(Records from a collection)
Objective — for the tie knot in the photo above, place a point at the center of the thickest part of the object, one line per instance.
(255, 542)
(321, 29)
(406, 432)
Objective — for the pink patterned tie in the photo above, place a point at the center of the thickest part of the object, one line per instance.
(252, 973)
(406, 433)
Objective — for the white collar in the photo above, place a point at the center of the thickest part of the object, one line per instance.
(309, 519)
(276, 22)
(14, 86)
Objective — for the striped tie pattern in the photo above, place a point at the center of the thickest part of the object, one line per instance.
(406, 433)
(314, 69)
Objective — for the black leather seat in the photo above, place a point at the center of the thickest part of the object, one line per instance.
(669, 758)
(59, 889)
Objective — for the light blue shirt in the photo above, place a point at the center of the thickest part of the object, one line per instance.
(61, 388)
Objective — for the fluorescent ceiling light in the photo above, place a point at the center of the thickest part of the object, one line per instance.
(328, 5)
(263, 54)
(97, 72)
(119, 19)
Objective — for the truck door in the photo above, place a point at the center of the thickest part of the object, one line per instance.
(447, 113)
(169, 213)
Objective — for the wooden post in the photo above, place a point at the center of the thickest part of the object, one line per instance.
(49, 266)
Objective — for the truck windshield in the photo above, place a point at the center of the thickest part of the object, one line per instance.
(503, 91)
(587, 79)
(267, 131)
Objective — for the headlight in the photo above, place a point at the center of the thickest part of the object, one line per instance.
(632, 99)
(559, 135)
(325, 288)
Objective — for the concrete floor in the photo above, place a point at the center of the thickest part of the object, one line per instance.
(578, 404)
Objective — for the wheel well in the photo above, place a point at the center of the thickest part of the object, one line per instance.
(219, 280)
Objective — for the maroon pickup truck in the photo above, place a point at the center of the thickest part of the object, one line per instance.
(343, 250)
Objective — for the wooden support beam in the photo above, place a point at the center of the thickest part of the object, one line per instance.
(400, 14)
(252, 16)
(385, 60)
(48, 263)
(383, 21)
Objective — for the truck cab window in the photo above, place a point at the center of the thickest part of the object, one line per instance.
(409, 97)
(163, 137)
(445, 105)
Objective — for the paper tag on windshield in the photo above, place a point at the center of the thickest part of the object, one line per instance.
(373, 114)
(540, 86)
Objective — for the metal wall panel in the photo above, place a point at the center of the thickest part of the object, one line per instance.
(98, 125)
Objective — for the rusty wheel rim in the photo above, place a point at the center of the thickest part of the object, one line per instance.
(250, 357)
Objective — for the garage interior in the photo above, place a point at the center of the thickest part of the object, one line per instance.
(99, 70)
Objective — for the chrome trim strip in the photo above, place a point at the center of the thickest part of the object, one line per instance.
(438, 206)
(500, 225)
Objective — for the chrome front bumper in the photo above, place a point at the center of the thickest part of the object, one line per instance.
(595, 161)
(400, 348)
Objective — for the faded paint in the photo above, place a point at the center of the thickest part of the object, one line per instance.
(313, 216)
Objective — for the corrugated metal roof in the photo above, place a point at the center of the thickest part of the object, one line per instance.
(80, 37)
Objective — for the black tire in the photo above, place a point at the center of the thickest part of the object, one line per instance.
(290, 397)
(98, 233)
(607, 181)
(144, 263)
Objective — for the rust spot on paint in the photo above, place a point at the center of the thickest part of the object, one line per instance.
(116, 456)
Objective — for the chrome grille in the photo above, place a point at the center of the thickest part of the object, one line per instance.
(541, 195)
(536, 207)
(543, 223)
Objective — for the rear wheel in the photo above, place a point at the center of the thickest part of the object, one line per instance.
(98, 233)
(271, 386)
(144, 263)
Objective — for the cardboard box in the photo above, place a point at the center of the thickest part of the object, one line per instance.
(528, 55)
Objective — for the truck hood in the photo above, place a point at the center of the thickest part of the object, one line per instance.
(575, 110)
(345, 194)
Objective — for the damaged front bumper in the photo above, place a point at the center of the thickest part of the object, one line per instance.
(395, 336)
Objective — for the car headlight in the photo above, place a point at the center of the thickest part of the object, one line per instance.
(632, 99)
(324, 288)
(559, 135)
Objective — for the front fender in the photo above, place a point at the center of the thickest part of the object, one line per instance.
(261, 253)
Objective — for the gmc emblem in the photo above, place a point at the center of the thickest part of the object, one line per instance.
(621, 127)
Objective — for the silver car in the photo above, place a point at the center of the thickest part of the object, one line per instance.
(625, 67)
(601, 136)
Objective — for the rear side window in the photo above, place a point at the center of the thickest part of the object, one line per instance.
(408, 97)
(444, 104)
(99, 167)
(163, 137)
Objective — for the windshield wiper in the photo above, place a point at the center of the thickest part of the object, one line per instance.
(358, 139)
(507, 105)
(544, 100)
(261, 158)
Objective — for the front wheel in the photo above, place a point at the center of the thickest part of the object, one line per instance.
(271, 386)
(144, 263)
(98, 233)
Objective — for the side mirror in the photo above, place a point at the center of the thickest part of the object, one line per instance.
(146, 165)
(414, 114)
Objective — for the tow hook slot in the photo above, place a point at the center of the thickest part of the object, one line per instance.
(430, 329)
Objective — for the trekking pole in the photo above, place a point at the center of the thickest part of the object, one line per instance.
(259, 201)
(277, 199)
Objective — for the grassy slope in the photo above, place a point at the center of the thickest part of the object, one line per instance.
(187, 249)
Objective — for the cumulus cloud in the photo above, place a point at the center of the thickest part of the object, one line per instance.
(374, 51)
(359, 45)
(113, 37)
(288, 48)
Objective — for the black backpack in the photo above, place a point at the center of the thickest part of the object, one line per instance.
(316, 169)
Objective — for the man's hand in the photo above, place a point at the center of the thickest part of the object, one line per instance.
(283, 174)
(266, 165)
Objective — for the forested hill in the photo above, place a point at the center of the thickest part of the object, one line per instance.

How to complete this task:
Give back the data exactly, with no line dropped.

Answer space:
Objective — for the tie knot in the photo above, place a point at the center of the thickest part of the object, one line per instance.
(255, 542)
(321, 29)
(406, 432)
Objective — for the pink patterned tie in the photo above, place a point at the center of the thickest part of the object, one line per instance.
(252, 973)
(406, 433)
Objective — for the white collar in the photo above, place a point at the center of the thickest part of the object, one line per instance.
(309, 519)
(276, 22)
(14, 86)
Objective — for the striped tie pattern in the photo above, place a point at the center of the thickest part of the object, one line per instance.
(406, 433)
(314, 69)
Objective — for the black leather seat in the photo above, place a point at the center of the thickest part of the object, one line per instance.
(669, 758)
(59, 889)
Objective — for the light blue shirt in the photo above, place a point at the center of the thickest part of the object, one line per instance.
(61, 388)
Objective — for the fluorescent ceiling light in the photo above, place a point at the center of the thickest part of the object, one line per instance.
(328, 5)
(263, 54)
(97, 72)
(119, 19)
Objective — for the truck door in the photo above, place a point at the center of the thickest part of the object, one line per instance.
(447, 113)
(169, 213)
Objective — for the wooden post in the photo above, place a point at the center of the thickest part of the object, one line per instance.
(49, 266)
Objective — for the truck windshield in the photo above, place a point at the center of the thickest part of the object, one line per instance.
(503, 91)
(587, 79)
(267, 131)
Objective — for the headlight in the photo above, place a point at the center of the thickest part of the object, one line per instance.
(632, 99)
(559, 135)
(325, 288)
Objective — for the concrete floor in the photo above, place a point at the center of the thickest part of the object, one line per instance.
(578, 404)
Objective — for the wheel well in the photo above, place a point at the center of the thickest part of the object, one line per instance.
(219, 280)
Objective — for the maroon pickup truck in the photo above, place a point at the center of the thickest part of the object, one line per instance.
(343, 250)
Objective — for the wooden support beam in the photo above, place a point at the center of the thickest part of the object, one line per instance.
(400, 14)
(252, 16)
(385, 60)
(48, 263)
(383, 21)
Objective — for the truck cab window in the photo above, place a point at the center of the thickest part of the object, one line per instance.
(409, 97)
(163, 137)
(445, 105)
Objective — for the paper tag on windshield in the photo above, place a point at the center of the thickest part of the object, one line per instance.
(373, 114)
(540, 86)
Objective — for the metal wall panel in the photo above, place a point at the center of the thickest part of the object, one line per instance.
(98, 125)
Objective — for the rusty wheel rim in the photo above, place a point at the center of the thickest part of the object, one line per instance.
(250, 357)
Objective — for the garage interior in the photo above, place a point at the center of the thickest part of the object, one line per instance.
(99, 70)
Objective — for the chrome trim strip in the photo above, place a point at the center of the thickest part of the object, one line per instance.
(438, 206)
(500, 225)
Objective — for the chrome front bumper in the photo above, place a point at the center of the thickest part of the object, one line per instance.
(595, 161)
(400, 348)
Objective — for the faded paint in the photo above, place a point at the center of the thickest part of the object, one line per instance.
(313, 216)
Objective — for the corrugated metal roof in the photo above, place a point at the center of the thickest part of the object, one line per instance.
(80, 37)
Objective — for the black tire in the photo above, place a point at the center of the thickest part of the object, one line per instance.
(290, 397)
(98, 233)
(607, 181)
(144, 263)
Objective — for the rust spot on paint in the photo above, place a point at the center of the thickest part of the object, one line per instance.
(116, 456)
Objective — for the chrome grille in the photo above, place a point at the center of the thickest part of the object, one line per instance.
(541, 195)
(536, 207)
(543, 223)
Objective — for the rear wheel in the photo above, place a point at the center of the thickest part of the object, one line per instance.
(98, 233)
(271, 386)
(144, 263)
Objective — for the cardboard box in the photo above, place a point at the center of the thickest part of the object, one line per instance.
(528, 55)
Objective — for the truck hood in the photo above, place a point at the center of the thickest part of the object, one line per instance.
(575, 110)
(345, 194)
Objective — for the damaged front bumper in the photo above, place a point at the center of the thickest part of the object, one line per instance.
(395, 336)
Objective — for the car headlight in the photo above, place a point at the center of the thickest part of the object, one line per instance.
(632, 99)
(324, 288)
(559, 135)
Objective — for the front fender in the photo above, place a point at the center of the thickest part of the object, one line per instance.
(261, 253)
Objective — for the gmc emblem in the photo above, place a point at the center of the thickest part of the object, one line per instance.
(621, 127)
Objective — for the silver car in the photo above, place a point at the center of the thickest part of the object, one line per instance.
(625, 67)
(601, 136)
Objective — for the rear side window in the photo above, place a point at the center of the thickest part of the object, one line per instance.
(408, 97)
(444, 104)
(99, 167)
(163, 137)
Objective — for the windshield wiper in the photo above, place a point at the center of the thickest part of the object, one line per instance.
(358, 139)
(507, 105)
(544, 100)
(261, 158)
Objective — for the front wheel in the photo above, place a point at the center of the thickest part of the object, one line per instance.
(271, 386)
(144, 263)
(98, 233)
Objective — for the side mirror in the photo above, place a point at the center of the thickest part of the object, one line per instance.
(146, 165)
(414, 114)
Objective — for the tow hook slot in the photo above, place a point at the center of the thickest part of the object, one line per instance.
(430, 329)
Objective — for the trekking pole in the photo above, place a point at the center of the thickest part of the object, one line per instance.
(259, 201)
(277, 199)
Objective — for the grassy slope in the photo above, place a point at the center of the thickest part of the object, one line per instance.
(187, 249)
Objective — for the cumulus cloud in the photo above, place a point at the center of the thickest part of the object, one line per instance.
(374, 51)
(359, 45)
(113, 37)
(288, 48)
Objective — for the black backpack in the photo above, place a point at the center of the thickest part of the object, one line per instance.
(316, 169)
Objective — for the man's hand in the photo above, place a point at the center of the thickest part of the object, one line per instance.
(283, 174)
(266, 165)
Objective — for the forested hill in the photo above, place a point at the center of the thickest part of the object, one line per instance.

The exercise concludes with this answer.